• EXCERPTED PASSAGE:
Review: ‘Once Were Brothers: Robbie Robertson and the Band’ documents a dream gone up in smoke
It’s Bruce Springsteen who says it best: “It was like you’d never heard them before and like they’d always been there forever and ever.”
Springsteen is talking about the Band, a dazzling group that for a brief period in the late 1960s used a combination of rock, country and blues to jump start the Americana sound and set the popular music world on its ear. Then, seemingly just as suddenly, they were gone.
The story of the rise and disintegration of the Band turns out to be as compelling as its spectacular music, and it’s good to have the tale told and the group’s formidable sounds heard one more time, in the documentary “Once Were Brothers: Robbie Robertson and the Band,” directed by Daniel Roher.
As the title indicates, this is the group’s story from the point of view of Robertson, its most prolific songwriter and the man whose post-Band career has been the most noteworthy, and while that situation is inevitable, it’s not quite ideal.
Inevitable because not only is Robertson the band member most comfortable with what Joni Mitchell called “the star maker machinery behind the popular song,” but three of his band mates (Rick Danko, Levon Helm and Richard Manuel) have died, and the fourth, Garth Hudson, is very much not comfortable in the public eye.
But though he is in effect the last man standing, Robertson and his comrades did not see eye to eye toward the end, and though “Brothers” acknowledges that situation, giving him pride of place invariably unbalances the film.
Add to that the not surprising deference the 25-year-old director shows to a 76-year-old superstar with a willingness to self-mythologize, and regretting that the other Band members could not be seen and heard more than they are in archival interview clips is unavoidable.`
But it is a measure of the singularity of the Band’s story, and the way their music remains such a tonic to experience, that “Brothers” still demands to be seen.

• DATASET EXCERPT:

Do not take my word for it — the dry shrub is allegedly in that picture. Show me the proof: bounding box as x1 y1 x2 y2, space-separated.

• WORK TO COMPLETE: Could you copy out the part of the film review between "As the title" and "unbalances the film.", inclusive?

• TASK SOLUTION:
As the title indicates, this is the group’s story from the point of view of Robertson, its most prolific songwriter and the man whose post-Band career has been the most noteworthy, and while that situation is inevitable, it’s not quite ideal.
Inevitable because not only is Robertson the band member most comfortable with what Joni Mitchell called “the star maker machinery behind the popular song,” but three of his band mates (Rick Danko, Levon Helm and Richard Manuel) have died, and the fourth, Garth Hudson, is very much not comfortable in the public eye.
But though he is in effect the last man standing, Robertson and his comrades did not see eye to eye toward the end, and though “Brothers” acknowledges that situation, giving him pride of place invariably unbalances the film.